● **Description of the task**: Print the entries below word for word, from the line containing "</instance>" down to the line containing "box: [483, 451, 650, 841]", with both of those lines included.

● **Supplied data**:
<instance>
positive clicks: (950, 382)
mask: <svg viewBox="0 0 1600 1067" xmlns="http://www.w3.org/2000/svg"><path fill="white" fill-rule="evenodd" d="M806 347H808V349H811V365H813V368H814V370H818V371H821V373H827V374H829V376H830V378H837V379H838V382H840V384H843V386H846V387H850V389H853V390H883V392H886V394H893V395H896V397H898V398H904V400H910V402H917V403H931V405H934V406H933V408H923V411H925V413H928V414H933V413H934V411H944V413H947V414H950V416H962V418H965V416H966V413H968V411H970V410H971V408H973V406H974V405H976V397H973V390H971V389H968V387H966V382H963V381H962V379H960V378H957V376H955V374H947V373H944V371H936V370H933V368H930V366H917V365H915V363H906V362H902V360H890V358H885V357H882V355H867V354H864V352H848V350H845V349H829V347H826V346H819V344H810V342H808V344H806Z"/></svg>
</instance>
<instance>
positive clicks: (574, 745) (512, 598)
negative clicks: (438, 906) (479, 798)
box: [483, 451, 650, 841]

---

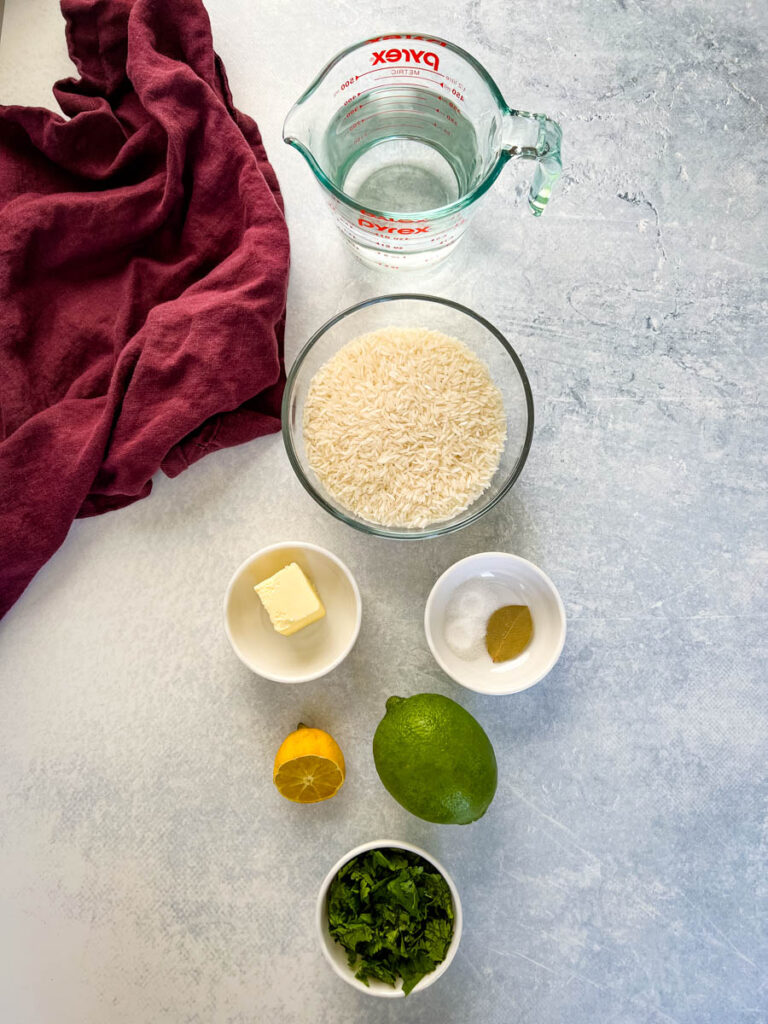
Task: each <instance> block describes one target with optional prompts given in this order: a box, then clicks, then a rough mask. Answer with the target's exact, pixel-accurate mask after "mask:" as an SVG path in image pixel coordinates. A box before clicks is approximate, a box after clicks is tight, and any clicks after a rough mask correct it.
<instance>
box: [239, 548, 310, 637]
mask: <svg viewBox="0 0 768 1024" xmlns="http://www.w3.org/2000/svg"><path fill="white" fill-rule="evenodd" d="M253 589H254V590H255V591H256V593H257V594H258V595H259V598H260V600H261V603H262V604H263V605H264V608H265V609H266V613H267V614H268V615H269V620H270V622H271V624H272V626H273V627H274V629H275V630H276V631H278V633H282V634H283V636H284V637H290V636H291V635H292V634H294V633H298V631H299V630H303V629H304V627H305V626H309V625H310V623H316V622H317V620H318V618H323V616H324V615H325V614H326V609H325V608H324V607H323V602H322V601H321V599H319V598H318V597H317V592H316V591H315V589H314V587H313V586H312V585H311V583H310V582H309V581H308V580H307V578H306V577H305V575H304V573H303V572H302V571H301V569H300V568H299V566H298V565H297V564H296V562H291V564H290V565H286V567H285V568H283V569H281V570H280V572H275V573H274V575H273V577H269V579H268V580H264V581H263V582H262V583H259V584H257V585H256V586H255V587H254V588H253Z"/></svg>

● **Solved problem**:
</instance>
<instance>
positive clicks: (574, 745) (512, 598)
negative clicks: (438, 906) (479, 798)
box: [483, 451, 650, 841]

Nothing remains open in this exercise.